• **MATERIAL PROVIDED**
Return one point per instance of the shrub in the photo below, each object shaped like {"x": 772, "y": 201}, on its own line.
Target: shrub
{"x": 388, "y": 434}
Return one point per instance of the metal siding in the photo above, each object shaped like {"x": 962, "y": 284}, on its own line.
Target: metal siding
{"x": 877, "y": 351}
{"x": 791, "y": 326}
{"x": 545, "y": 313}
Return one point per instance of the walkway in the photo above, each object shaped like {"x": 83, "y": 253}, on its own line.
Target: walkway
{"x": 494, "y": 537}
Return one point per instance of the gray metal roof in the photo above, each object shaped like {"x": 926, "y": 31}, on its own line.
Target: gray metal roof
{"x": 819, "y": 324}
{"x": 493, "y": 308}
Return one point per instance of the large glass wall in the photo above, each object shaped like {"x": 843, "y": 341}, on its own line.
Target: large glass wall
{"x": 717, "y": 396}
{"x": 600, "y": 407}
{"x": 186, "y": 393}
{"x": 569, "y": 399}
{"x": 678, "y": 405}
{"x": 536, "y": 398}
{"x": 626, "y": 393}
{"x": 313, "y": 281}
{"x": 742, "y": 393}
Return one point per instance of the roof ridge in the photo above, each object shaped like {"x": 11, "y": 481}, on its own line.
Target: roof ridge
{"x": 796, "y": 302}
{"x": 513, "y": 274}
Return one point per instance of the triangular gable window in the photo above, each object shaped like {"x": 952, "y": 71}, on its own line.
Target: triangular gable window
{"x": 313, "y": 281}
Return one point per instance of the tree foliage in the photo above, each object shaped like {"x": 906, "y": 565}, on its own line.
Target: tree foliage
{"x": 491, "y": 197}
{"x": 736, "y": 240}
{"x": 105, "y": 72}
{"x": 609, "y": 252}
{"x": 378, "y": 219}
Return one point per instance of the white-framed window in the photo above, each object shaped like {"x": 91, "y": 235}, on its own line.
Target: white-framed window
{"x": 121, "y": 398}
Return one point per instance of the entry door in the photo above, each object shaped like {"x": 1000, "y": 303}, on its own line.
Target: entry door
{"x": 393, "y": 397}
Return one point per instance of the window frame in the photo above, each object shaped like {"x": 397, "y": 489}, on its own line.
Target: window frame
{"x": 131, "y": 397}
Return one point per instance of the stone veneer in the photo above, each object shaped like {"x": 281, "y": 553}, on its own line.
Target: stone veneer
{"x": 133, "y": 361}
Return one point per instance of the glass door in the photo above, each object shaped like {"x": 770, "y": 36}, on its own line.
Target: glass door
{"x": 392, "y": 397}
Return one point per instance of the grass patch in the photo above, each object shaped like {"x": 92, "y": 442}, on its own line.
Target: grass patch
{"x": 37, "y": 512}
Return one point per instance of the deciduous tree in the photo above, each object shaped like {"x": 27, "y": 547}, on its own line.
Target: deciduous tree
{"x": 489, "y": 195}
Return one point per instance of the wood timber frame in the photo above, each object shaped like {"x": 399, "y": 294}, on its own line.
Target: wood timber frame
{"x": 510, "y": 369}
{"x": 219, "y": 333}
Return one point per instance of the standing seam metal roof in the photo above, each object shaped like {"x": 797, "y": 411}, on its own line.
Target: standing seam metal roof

• **STATED PROBLEM**
Can you copy every one of the rows above word for word, keeping each line and its order the same?

• **THE RESULT**
Return one point per instance of the shrub in the photo below, each object shaped like {"x": 772, "y": 201}, on its own line.
Target: shrub
{"x": 388, "y": 434}
Return one point per instance of the metal siding in the photo above, each object shaped like {"x": 962, "y": 284}, on its own line.
Target: metal siding
{"x": 877, "y": 351}
{"x": 791, "y": 326}
{"x": 545, "y": 313}
Return one point per instance of the walkway in the photo above, each object shaped like {"x": 83, "y": 253}, on its own line.
Target: walkway
{"x": 494, "y": 537}
Return one point per instance of the gray metal roof in the photo above, each object shaped like {"x": 926, "y": 31}, on its own line.
Target: gray metal roof
{"x": 819, "y": 324}
{"x": 493, "y": 308}
Return one point per instance of the large glass wall in the photo above, each object shaped like {"x": 843, "y": 341}, on its own line.
Target: large glass wall
{"x": 717, "y": 396}
{"x": 600, "y": 407}
{"x": 186, "y": 393}
{"x": 569, "y": 399}
{"x": 678, "y": 405}
{"x": 536, "y": 398}
{"x": 626, "y": 393}
{"x": 313, "y": 281}
{"x": 742, "y": 393}
Return one point per instance of the roof ridge in the photo above, each object shaped like {"x": 11, "y": 481}, on its own line.
Target: roof ridge
{"x": 796, "y": 302}
{"x": 513, "y": 274}
Return one point per instance of the triangular gable window in the photo above, each object shaped like {"x": 952, "y": 71}, on its own line.
Target: triangular gable window
{"x": 313, "y": 281}
Return one point per instance of the tree foliage in the photo above, each object shaped like {"x": 906, "y": 565}, on its own line.
Target: tree foliage
{"x": 491, "y": 197}
{"x": 736, "y": 240}
{"x": 105, "y": 72}
{"x": 609, "y": 252}
{"x": 378, "y": 219}
Return one point per instance of the white-framed window in the photo above, each object shaped like {"x": 91, "y": 235}, on its own line.
Target: white-framed window
{"x": 121, "y": 398}
Return one point per instance of the entry door in the photo above, each object shaped like {"x": 1000, "y": 303}, on its own line.
Target: entry door
{"x": 393, "y": 397}
Return one point per instance of the window frame in the photo above, each object shaped like {"x": 397, "y": 489}, on its own line.
Target: window frame
{"x": 131, "y": 397}
Return one point per instance of the stone veneer in the photo above, each object shaped like {"x": 281, "y": 553}, on its own line.
Target: stone veneer
{"x": 133, "y": 361}
Return one point per instance of the glass door in the photo above, each object shaped like {"x": 770, "y": 36}, on its own line.
Target: glass door
{"x": 392, "y": 397}
Return one point per instance of the grass patch in the photo above, each object shaped like {"x": 92, "y": 442}, on its own line.
Target: grass patch
{"x": 37, "y": 512}
Return one point per instance of the deciduous tree in the photo above, each object shaped like {"x": 27, "y": 547}, on its own line.
Target: deciduous tree
{"x": 489, "y": 195}
Return one point per instance of the wood timber frame in the photo above, each object shaped like {"x": 399, "y": 294}, on its own line.
Target: wood timber frame
{"x": 510, "y": 369}
{"x": 219, "y": 333}
Return one point per instance of the standing seam metal roof in the photo above, each object shaped like {"x": 797, "y": 411}, on its own line.
Target: standing seam metal roof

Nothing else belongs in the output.